__Goal__
Starting with the line that holds "man in the photo above.", copy out each remaining line of the listing below, up to and including the last one, and include nothing else.

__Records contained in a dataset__

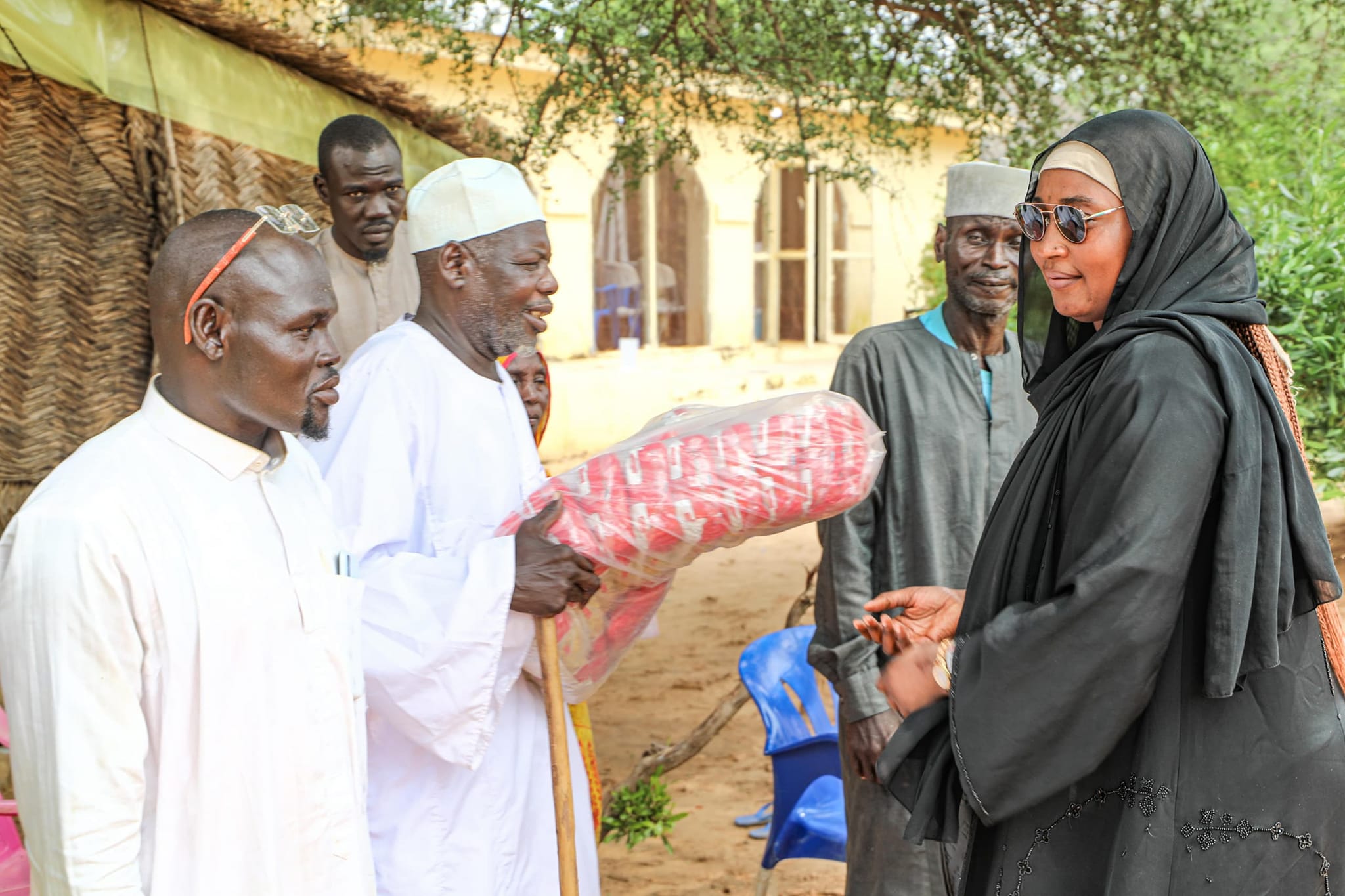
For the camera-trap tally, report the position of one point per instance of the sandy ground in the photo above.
(669, 684)
(666, 685)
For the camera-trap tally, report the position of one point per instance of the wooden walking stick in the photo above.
(564, 797)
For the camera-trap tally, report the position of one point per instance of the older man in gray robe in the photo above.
(947, 391)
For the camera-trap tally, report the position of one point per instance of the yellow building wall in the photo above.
(599, 398)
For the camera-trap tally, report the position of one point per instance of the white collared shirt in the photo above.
(181, 670)
(426, 459)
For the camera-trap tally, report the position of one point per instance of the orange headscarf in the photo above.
(579, 712)
(546, 412)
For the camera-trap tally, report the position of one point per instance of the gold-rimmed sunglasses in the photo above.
(287, 219)
(1071, 222)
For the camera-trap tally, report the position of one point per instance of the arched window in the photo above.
(673, 312)
(814, 258)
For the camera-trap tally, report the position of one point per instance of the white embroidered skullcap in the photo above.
(985, 188)
(468, 198)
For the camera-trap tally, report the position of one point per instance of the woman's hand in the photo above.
(907, 681)
(930, 613)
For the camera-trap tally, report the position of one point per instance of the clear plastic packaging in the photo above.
(693, 480)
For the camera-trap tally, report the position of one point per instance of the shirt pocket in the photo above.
(328, 602)
(330, 609)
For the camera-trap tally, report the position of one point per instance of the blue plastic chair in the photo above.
(618, 303)
(808, 820)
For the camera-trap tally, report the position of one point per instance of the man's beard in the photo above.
(984, 307)
(500, 333)
(310, 427)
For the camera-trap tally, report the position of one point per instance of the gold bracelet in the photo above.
(942, 675)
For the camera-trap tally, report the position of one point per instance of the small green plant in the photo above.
(640, 812)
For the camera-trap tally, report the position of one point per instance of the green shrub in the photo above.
(640, 812)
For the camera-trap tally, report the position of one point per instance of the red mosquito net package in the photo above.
(693, 480)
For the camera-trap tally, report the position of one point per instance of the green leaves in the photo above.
(639, 813)
(1282, 163)
(856, 79)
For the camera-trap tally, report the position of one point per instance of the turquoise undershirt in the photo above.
(939, 328)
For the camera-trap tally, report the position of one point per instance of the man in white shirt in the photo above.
(430, 452)
(178, 654)
(361, 183)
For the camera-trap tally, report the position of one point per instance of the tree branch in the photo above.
(673, 756)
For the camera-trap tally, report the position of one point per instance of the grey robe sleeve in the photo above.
(845, 576)
(1047, 689)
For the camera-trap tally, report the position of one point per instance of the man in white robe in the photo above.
(178, 654)
(430, 452)
(359, 181)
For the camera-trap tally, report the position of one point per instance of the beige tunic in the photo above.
(369, 296)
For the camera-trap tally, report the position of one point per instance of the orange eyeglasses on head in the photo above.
(287, 219)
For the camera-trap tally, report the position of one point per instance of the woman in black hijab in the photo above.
(1141, 700)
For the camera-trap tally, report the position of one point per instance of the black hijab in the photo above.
(1191, 270)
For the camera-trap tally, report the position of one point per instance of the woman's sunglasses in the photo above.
(1071, 222)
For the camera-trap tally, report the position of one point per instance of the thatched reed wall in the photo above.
(74, 258)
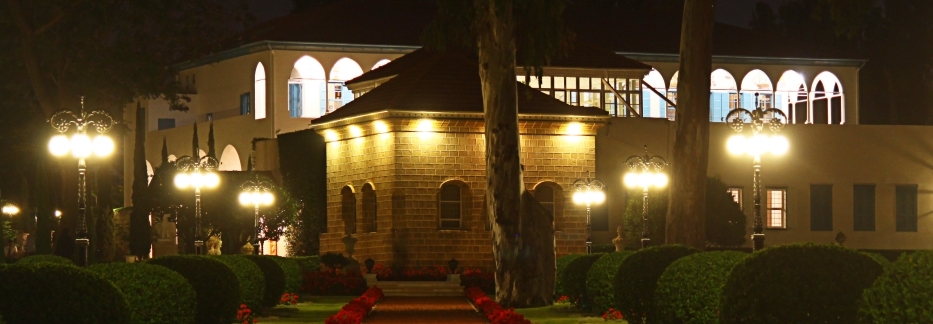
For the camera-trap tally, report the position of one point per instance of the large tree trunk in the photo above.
(520, 235)
(691, 139)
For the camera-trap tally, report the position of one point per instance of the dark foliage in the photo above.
(51, 293)
(903, 293)
(599, 280)
(155, 295)
(798, 283)
(574, 280)
(274, 277)
(216, 286)
(688, 291)
(252, 282)
(637, 278)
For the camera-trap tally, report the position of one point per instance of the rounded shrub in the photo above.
(292, 271)
(274, 278)
(51, 293)
(599, 280)
(575, 279)
(903, 293)
(797, 283)
(252, 282)
(216, 286)
(562, 263)
(308, 264)
(637, 277)
(154, 294)
(45, 258)
(689, 289)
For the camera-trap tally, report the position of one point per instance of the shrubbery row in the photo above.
(796, 283)
(170, 289)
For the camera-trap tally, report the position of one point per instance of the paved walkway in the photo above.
(409, 310)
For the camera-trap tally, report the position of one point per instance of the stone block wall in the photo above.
(407, 167)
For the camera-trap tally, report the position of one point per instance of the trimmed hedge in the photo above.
(308, 264)
(637, 277)
(575, 280)
(45, 258)
(599, 280)
(562, 263)
(903, 293)
(154, 294)
(274, 277)
(216, 286)
(884, 262)
(51, 293)
(798, 283)
(292, 271)
(688, 291)
(252, 282)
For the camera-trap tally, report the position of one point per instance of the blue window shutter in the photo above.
(294, 100)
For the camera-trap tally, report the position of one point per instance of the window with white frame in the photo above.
(776, 207)
(736, 193)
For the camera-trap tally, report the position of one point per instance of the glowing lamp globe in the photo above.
(59, 145)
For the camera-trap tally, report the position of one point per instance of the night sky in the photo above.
(733, 12)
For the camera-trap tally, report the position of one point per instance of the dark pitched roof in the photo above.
(445, 82)
(620, 28)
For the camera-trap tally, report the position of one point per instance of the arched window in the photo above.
(348, 209)
(652, 104)
(672, 96)
(230, 160)
(369, 209)
(306, 89)
(723, 96)
(791, 97)
(450, 203)
(259, 88)
(826, 100)
(337, 94)
(756, 81)
(550, 195)
(380, 63)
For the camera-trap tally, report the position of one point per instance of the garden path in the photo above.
(410, 310)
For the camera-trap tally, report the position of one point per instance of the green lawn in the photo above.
(310, 309)
(559, 314)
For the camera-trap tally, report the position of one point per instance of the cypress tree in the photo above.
(139, 219)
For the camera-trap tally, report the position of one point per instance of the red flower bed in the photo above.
(327, 283)
(353, 312)
(492, 310)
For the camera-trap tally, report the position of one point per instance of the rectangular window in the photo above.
(821, 207)
(863, 207)
(245, 104)
(166, 123)
(906, 205)
(736, 193)
(776, 208)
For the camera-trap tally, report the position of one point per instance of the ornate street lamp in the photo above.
(588, 191)
(646, 171)
(197, 173)
(756, 145)
(256, 192)
(81, 146)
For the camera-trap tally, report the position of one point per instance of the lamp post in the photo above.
(197, 173)
(81, 147)
(9, 210)
(645, 171)
(256, 192)
(756, 145)
(588, 191)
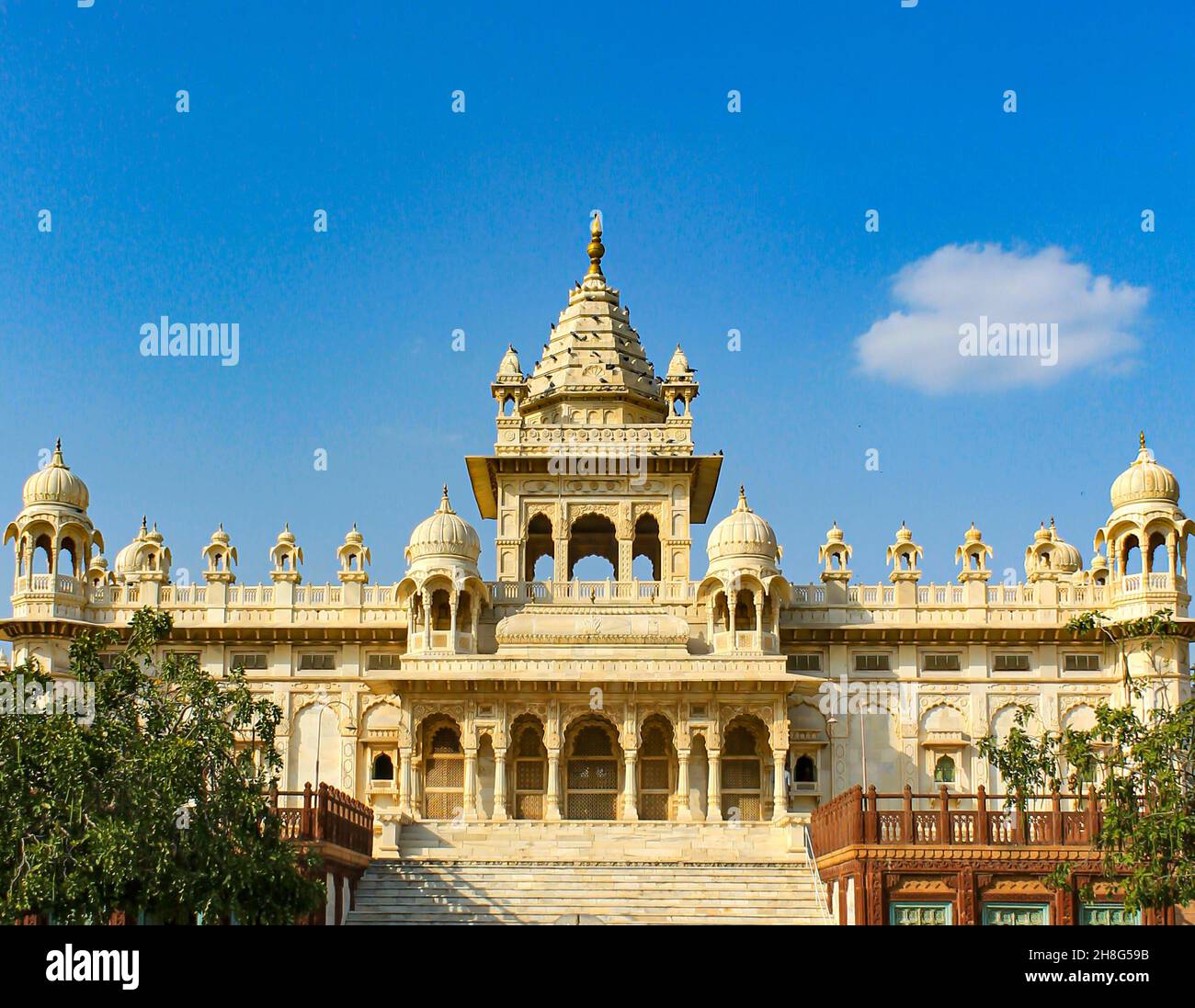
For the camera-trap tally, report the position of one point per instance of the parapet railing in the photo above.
(324, 815)
(948, 818)
(381, 601)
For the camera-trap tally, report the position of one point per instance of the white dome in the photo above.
(443, 534)
(55, 485)
(130, 559)
(1145, 481)
(742, 533)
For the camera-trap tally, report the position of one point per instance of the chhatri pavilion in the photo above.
(701, 711)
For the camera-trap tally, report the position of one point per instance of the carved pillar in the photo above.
(552, 798)
(561, 561)
(684, 813)
(404, 780)
(416, 785)
(470, 798)
(780, 792)
(500, 784)
(630, 786)
(713, 800)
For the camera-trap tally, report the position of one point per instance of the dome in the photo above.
(1144, 481)
(679, 368)
(509, 367)
(55, 484)
(443, 534)
(1051, 552)
(742, 534)
(128, 561)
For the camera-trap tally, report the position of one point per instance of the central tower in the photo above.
(594, 451)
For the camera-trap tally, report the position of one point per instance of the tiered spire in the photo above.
(594, 361)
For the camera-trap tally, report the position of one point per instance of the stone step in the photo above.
(488, 891)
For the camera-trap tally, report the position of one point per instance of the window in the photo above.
(804, 770)
(944, 770)
(1016, 912)
(920, 913)
(1107, 913)
(382, 768)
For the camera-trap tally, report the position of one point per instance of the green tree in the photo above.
(1142, 761)
(154, 804)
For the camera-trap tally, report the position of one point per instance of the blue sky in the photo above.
(440, 221)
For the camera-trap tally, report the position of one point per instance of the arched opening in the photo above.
(1132, 561)
(382, 768)
(804, 770)
(655, 767)
(745, 609)
(742, 774)
(944, 770)
(68, 559)
(593, 535)
(541, 547)
(529, 772)
(441, 609)
(1157, 541)
(43, 553)
(646, 545)
(592, 756)
(721, 613)
(443, 772)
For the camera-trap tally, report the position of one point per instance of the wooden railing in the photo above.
(949, 818)
(324, 813)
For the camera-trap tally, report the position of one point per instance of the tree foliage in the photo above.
(156, 805)
(1140, 762)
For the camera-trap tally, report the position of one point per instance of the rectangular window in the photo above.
(804, 663)
(1107, 913)
(920, 913)
(1016, 912)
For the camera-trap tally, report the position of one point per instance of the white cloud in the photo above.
(961, 286)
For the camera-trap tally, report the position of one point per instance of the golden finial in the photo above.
(597, 250)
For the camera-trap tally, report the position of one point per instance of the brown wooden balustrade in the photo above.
(324, 815)
(948, 818)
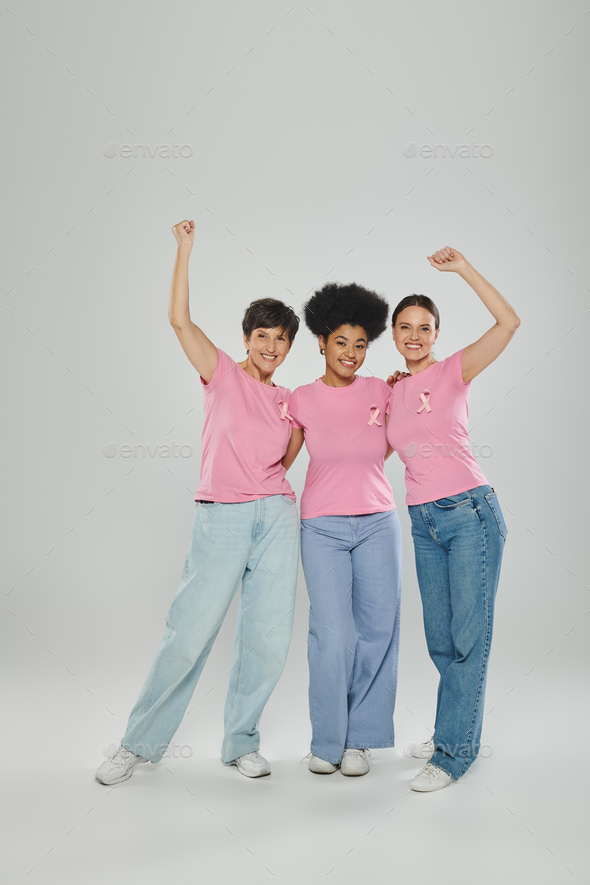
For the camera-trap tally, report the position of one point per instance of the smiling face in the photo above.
(414, 333)
(268, 348)
(345, 348)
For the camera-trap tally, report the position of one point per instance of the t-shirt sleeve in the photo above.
(388, 406)
(293, 409)
(224, 366)
(384, 392)
(452, 370)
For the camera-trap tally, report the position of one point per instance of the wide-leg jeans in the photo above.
(459, 542)
(255, 544)
(352, 567)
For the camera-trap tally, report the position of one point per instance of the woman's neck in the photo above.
(415, 366)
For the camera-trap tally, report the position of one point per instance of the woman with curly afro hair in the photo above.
(350, 535)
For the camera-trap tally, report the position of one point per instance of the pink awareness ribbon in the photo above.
(425, 401)
(373, 417)
(284, 413)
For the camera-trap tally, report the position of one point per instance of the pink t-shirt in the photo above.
(245, 434)
(428, 429)
(345, 436)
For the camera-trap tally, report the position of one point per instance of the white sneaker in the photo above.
(320, 766)
(355, 762)
(422, 751)
(118, 767)
(430, 778)
(252, 765)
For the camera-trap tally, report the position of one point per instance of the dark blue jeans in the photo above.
(459, 542)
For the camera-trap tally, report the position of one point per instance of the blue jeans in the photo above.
(352, 568)
(255, 544)
(459, 542)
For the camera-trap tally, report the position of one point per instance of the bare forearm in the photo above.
(501, 310)
(178, 309)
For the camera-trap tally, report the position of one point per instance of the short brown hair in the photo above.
(269, 313)
(417, 301)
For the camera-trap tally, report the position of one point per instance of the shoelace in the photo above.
(122, 755)
(431, 770)
(363, 753)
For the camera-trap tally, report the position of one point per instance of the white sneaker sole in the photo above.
(248, 773)
(119, 780)
(354, 773)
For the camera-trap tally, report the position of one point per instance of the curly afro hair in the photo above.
(337, 304)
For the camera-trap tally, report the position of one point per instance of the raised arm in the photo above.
(199, 349)
(294, 447)
(479, 355)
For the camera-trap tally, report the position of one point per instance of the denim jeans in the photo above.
(352, 568)
(255, 544)
(459, 542)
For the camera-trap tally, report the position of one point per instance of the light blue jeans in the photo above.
(255, 544)
(459, 542)
(352, 568)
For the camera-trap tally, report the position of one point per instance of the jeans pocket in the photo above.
(452, 501)
(492, 500)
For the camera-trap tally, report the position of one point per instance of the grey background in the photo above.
(297, 118)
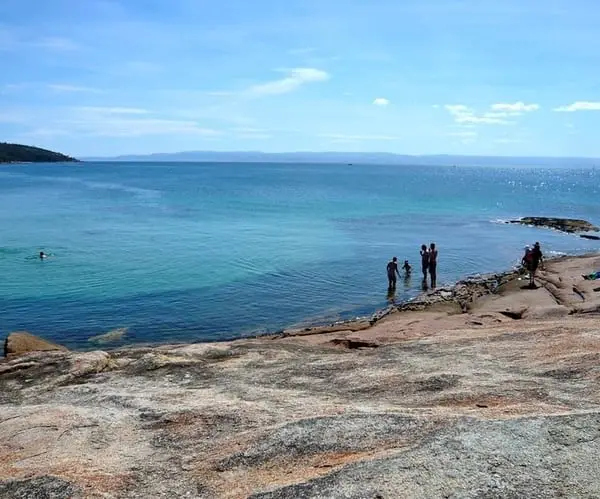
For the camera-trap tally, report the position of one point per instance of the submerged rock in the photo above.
(570, 225)
(21, 342)
(110, 337)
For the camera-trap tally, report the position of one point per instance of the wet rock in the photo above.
(110, 337)
(570, 225)
(21, 342)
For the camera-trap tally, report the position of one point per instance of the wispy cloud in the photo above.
(65, 88)
(579, 106)
(517, 107)
(350, 137)
(128, 122)
(464, 134)
(295, 79)
(381, 102)
(55, 43)
(465, 115)
(90, 110)
(302, 51)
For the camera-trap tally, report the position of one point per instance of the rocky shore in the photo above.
(486, 389)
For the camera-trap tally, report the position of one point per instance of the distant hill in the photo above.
(17, 153)
(353, 158)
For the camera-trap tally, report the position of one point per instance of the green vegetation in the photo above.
(17, 153)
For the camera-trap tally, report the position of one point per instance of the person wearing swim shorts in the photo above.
(392, 270)
(433, 264)
(424, 261)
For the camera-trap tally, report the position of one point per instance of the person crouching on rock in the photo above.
(531, 260)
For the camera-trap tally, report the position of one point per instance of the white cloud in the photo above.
(57, 87)
(295, 79)
(579, 106)
(517, 107)
(381, 102)
(248, 130)
(464, 115)
(508, 141)
(137, 127)
(56, 44)
(254, 136)
(463, 135)
(111, 110)
(346, 137)
(302, 51)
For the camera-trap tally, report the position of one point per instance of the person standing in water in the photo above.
(433, 264)
(424, 261)
(392, 270)
(406, 267)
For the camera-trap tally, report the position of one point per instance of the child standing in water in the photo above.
(433, 264)
(424, 262)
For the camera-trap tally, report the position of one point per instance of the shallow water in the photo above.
(192, 252)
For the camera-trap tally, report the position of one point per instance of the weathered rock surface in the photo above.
(570, 225)
(21, 342)
(426, 403)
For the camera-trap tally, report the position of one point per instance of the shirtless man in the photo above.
(433, 264)
(424, 261)
(392, 270)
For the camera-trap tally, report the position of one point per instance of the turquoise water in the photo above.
(192, 252)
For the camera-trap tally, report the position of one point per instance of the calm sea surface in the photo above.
(200, 251)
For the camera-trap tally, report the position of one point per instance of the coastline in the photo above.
(461, 293)
(436, 398)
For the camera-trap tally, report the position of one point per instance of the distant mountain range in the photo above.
(350, 158)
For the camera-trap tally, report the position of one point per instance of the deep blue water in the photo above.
(191, 252)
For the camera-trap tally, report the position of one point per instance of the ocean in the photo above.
(206, 251)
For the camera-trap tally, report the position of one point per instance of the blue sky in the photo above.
(105, 77)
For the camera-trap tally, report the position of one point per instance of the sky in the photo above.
(109, 77)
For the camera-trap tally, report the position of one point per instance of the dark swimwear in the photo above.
(433, 265)
(424, 262)
(392, 269)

__The result__
For the camera-trap tally, report the position of one point per instance of the shirtless man in the photo above.
(433, 264)
(424, 261)
(392, 270)
For the camera-trap tally, report the position of one point per instance of the turquoise water in the photo above.
(192, 252)
For the camera-trap tally, report the position of one point per instance of the calm sea surface in the photo above.
(200, 251)
For the camera-trap tally, report the position of one point per instance of the coastline in the photo above.
(461, 293)
(436, 398)
For the camera-trap tally, report the position of one point per instance of the distant mountain range in the photo above.
(350, 158)
For the camera-trap tally, report the position of one point per instance of the deep blue water in the photo above.
(191, 252)
For the camera-trap tally, report the position of one point per instance of the ocean in the photo above.
(206, 251)
For the camera-trap tally, report the position of one point per instance of the blue sky in the photo above.
(105, 77)
For the camera-trap tally, report the position of one point per instance of the sky in the photo above.
(109, 77)
For the camera-trap tally, report the position of one point per instance of the dark swimwear in the photo above.
(433, 265)
(424, 262)
(392, 269)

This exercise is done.